• **Objective**:
From the line with "Target: white foam on water" down to the final line of the material below, quote every line exactly and leave out all lines before it.

• **Listing**:
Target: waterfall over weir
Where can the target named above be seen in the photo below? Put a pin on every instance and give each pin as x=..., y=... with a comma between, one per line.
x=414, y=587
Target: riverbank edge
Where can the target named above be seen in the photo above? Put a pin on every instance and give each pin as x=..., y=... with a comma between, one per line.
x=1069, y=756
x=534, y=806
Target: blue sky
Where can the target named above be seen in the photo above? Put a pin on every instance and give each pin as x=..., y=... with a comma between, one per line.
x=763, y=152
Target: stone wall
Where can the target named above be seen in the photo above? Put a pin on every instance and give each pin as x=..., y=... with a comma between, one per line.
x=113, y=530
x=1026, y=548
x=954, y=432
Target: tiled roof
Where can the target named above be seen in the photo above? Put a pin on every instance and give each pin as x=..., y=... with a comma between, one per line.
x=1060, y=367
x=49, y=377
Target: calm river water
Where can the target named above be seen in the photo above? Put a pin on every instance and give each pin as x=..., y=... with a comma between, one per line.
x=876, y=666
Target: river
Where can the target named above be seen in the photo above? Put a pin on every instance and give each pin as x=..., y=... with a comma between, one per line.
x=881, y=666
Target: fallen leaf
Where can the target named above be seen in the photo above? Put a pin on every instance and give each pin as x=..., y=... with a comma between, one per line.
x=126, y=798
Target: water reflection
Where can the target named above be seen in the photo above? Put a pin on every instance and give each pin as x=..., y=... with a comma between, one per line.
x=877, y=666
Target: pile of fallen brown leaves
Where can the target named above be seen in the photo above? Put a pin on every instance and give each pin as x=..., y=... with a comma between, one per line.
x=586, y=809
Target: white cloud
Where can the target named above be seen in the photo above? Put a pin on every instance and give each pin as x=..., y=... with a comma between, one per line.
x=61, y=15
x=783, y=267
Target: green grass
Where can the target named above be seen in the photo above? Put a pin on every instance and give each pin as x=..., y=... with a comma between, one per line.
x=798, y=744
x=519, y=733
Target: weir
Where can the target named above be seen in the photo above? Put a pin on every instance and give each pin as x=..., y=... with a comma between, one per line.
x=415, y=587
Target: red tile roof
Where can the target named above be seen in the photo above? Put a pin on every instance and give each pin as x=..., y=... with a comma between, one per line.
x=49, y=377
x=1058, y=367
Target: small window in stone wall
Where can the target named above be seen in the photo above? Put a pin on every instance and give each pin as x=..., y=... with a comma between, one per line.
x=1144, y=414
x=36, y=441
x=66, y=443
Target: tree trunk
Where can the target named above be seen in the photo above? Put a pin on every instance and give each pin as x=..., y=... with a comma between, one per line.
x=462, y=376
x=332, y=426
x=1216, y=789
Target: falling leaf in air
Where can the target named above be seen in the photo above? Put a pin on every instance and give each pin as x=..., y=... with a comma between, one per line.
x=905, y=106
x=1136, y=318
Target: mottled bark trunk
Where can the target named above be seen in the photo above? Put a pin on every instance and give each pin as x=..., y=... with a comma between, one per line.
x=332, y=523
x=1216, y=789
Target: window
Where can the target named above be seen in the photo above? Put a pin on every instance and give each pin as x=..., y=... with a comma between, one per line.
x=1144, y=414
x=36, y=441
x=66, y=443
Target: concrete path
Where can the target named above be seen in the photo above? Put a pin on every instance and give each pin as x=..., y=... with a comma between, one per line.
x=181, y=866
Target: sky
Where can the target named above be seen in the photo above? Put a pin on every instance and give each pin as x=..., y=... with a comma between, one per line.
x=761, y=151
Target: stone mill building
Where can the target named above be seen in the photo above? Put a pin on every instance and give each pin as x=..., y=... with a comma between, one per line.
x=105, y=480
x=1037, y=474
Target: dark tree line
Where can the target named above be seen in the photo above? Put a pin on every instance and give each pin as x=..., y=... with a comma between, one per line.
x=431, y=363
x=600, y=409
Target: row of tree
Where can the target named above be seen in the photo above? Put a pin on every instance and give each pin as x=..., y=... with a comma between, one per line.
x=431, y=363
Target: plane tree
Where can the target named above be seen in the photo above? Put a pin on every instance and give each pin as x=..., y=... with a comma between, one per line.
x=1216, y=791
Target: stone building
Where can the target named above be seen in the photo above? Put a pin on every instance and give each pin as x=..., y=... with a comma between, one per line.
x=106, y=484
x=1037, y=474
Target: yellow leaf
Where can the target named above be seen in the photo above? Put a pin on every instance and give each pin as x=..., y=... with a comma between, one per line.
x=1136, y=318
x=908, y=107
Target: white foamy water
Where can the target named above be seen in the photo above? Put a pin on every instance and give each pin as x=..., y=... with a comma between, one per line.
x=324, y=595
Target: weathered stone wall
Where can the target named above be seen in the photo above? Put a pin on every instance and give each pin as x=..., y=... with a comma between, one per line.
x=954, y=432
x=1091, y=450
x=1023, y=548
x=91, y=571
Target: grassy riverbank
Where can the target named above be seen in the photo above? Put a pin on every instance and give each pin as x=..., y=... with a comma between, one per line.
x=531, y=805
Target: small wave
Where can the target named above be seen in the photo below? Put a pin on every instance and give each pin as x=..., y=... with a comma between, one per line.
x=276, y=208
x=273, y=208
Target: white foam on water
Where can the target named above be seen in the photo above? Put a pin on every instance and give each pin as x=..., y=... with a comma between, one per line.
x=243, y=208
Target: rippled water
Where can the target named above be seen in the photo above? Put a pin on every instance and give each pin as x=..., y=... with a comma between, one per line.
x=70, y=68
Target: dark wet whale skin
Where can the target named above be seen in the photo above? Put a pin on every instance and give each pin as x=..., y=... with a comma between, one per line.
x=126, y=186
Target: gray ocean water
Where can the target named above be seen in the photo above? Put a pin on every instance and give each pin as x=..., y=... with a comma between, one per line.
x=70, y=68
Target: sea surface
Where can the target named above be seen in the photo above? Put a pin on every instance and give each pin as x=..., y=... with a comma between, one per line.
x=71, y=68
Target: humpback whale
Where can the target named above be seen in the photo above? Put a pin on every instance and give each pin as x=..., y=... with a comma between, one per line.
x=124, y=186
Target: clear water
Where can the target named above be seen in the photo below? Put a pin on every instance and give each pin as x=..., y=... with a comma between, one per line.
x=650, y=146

• **Solution**:
Target: white foam on water
Where can the target named above be seen in the photo above? Put a pin on every instance and give each pin as x=..., y=... with a comma between, one per line.
x=243, y=208
Target: rippled water
Where can the target named above be seen in the photo above? Put a pin on every instance and give each pin as x=..., y=... with a comma between, one per line.
x=70, y=68
Target: dark wet whale skin
Where can the target named above be seen in the photo above? Put a pin on every instance and give each pin as x=..., y=... with a comma between, one per line.
x=126, y=186
Target: gray ocean water
Where can the target named above be seen in the photo above? Put a pin on every instance and give each pin as x=..., y=... with a comma between, one per line.
x=70, y=68
Target: sea surface
Where can the target named above be seen in the photo above? Put a pin on every instance and give each pin as x=..., y=... with a comma between, one per line.
x=71, y=68
Target: humpback whale
Where can the target named above be seen in the photo above? Put a pin on every instance and give each pin as x=..., y=... with a comma between, one per line.
x=124, y=186
Target: clear water
Where can the target named above be seen in the photo below? Put a pin on every instance and give each pin as x=..., y=... with a comma between, one per line.
x=650, y=146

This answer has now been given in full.